Consignes:
A – Dans le témoignage sur les troubles alimentaires, quel diagnostic Lisa a-t-elle reçu après sa rupture et sa perte de poids ?
B – Prolongez le témoignage sur les troubles alimentaires en reprenant juste après sa dernière phrase.

Extrait du document:
"""

Je suis une thérapie pour mon trouble alimentaire depuis environ trois mois maintenant. Il m’a fallu beaucoup de temps pour prendre mon trouble alimentaire au sérieux. Je me suis toujours dit qu’il fallait que j’arrête de me plaindre, que c’était de ma faute si j’étais grosse et si j’avais une relation si difficile avec la nourriture. Je suis vraiment contente d’avoir enfin consulté.

Mais il y a encore des obstacles. Personnellement, je prône la body positivity : j’essaie d’accepter mon corps tel qu’il est et de me défaire de l’idée que je dois perdre du poids, quoi qu’il arrive. Mais les médecins me diront toujours des choses comme : « Dès que tu arrêteras de te goinfrer, tu commenceras à perdre du poids. » C’est difficile à entendre pour moi, parce que je ne veux pas me trimballer avec de faux espoirs, et surtout, je veux cesser d’être aussi obsédée par la perte de poids.

Ils ne se rendent pas compte que j’ai passé toute ma vie à essayer d’être aussi mince que possible. Pendant des années, j’ai restreint mon alimentation et traversé des phases où je mangeais à peine, même si on ne peut pas le deviner en me regardant.

Les gens pensent que seules les personnes maigres ont besoin de traitements. On peut même dire que les salles de thérapie sont destinées aux personnes maigres : les fauteuils sont trop étroits et comportent des accoudoirs. J’ai même dû remplir un questionnaire qui me demandait si je me sentais grosse. Je suis grosse ; c’est un constat, pas un sentiment.

Lisa. Photo de l’auteure.
Lisa. Photo de l’auteure.

Lisa, 27 ans

À l’adolescence, j’ai connu des périodes d’alimentation restrictive, d’exercice physique excessif et de frénésie alimentaire. Il y a quelques années, j’ai commencé une thérapie dans une clinique spécialisée pour les personnes souffrant de troubles alimentaires, et on m’a diagnostiqué une hyperphagie boulimique. Il y a eu des moments où je mangeais à peine.

Lorsque j’ai rompu avec mon copain et que j’ai perdu beaucoup de poids, les médecins ont pensé qu’il y avait peut-être autre chose. Cela a abouti à un diagnostic d’anorexie atypique, ce qui signifie que je cochais toutes les cases pour l’anorexie, sauf celle de l’insuffisance pondérale. Six mois plus tard, j’ai commencé une thérapie.

"""

Données extraites:
"""

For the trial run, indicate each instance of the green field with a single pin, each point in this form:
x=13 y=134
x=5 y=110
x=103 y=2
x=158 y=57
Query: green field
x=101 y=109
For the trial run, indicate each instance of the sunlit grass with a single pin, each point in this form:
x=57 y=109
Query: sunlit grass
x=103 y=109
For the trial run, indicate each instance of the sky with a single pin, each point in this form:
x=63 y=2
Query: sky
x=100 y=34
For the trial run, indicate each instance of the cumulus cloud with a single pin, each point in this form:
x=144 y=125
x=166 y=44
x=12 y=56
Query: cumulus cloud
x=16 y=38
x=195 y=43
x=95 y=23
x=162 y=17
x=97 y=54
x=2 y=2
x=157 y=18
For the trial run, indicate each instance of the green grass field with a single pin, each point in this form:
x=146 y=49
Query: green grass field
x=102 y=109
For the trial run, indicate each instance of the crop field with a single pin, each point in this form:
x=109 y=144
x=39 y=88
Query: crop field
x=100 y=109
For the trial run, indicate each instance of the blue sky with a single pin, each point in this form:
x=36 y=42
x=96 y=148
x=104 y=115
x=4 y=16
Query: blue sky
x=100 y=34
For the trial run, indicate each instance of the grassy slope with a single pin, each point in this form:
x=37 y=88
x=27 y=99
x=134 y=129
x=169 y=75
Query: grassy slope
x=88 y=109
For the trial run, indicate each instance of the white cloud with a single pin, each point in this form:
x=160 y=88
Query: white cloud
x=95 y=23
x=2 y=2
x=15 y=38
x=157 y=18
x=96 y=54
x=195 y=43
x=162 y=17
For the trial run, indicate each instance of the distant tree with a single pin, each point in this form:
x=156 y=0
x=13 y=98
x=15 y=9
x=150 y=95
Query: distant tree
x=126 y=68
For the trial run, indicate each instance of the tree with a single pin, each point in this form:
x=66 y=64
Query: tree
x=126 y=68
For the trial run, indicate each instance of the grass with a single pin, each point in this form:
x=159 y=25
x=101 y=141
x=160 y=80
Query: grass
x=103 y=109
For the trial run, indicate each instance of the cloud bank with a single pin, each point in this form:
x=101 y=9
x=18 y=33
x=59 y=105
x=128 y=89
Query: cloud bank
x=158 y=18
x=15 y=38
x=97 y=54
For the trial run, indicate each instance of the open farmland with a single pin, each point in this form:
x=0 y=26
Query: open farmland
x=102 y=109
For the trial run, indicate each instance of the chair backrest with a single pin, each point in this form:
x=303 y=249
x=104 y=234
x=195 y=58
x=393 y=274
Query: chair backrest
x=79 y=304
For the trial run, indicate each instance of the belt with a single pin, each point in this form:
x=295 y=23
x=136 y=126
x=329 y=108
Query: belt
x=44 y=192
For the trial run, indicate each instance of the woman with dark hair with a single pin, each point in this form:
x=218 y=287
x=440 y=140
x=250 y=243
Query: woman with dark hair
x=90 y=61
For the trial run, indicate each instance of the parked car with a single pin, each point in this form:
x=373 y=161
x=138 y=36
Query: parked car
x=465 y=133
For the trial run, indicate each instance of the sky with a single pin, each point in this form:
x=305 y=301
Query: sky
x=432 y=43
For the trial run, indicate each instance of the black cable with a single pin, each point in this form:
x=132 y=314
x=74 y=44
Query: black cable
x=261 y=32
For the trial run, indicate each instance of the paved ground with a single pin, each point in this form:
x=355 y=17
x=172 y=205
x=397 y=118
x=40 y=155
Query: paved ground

"""

Réponses:
A – Un diagnostic d'anorexie atypique.

B –
Mais il y avait encore des défis à relever. Une fois par semaine, dans le cadre du programme, je devais me peser. L’idée était de développer une attitude plus neutre par rapport au nombre sur la balance, mais cela n’a fait que déclencher des pensées malsaines sur le régime. J’ai mentionné à plusieurs reprises que je ne voulais pas me peser, parce que l’effet que cela avait sur moi était tel qu’il faisait obstacle à ma guérison. Mais les règles sont les règles, m’a-t-on dit.

J’ai donc arrêté la thérapie plus tôt que prévu. Surtout, j’avais l’impression de m’être remise de mon trouble alimentaire. Lorsque je suis partie, les médecins m’ont dit qu’ils s’inquiétaient pour ma santé, car j’avais pris du poids. Mais cela m’a semblé tout à fait logique : pour la première fois depuis des années, j’avais commencé à manger normalement.

Katla. Photo de l’auteure.
Katla. Photo de l’auteure.

Katla, 31 ans

Ma famille a quitté Paris pour les Pays-Bas quand j’avais neuf ans. C’est à ce moment-là que j’ai commencé à avoir des problèmes avec la nourriture et la façon dont je voyais mon corps. Cela devait avoir un rapport avec le contrôle, car je ne me sentais pas à ma place dans ma nouvelle école.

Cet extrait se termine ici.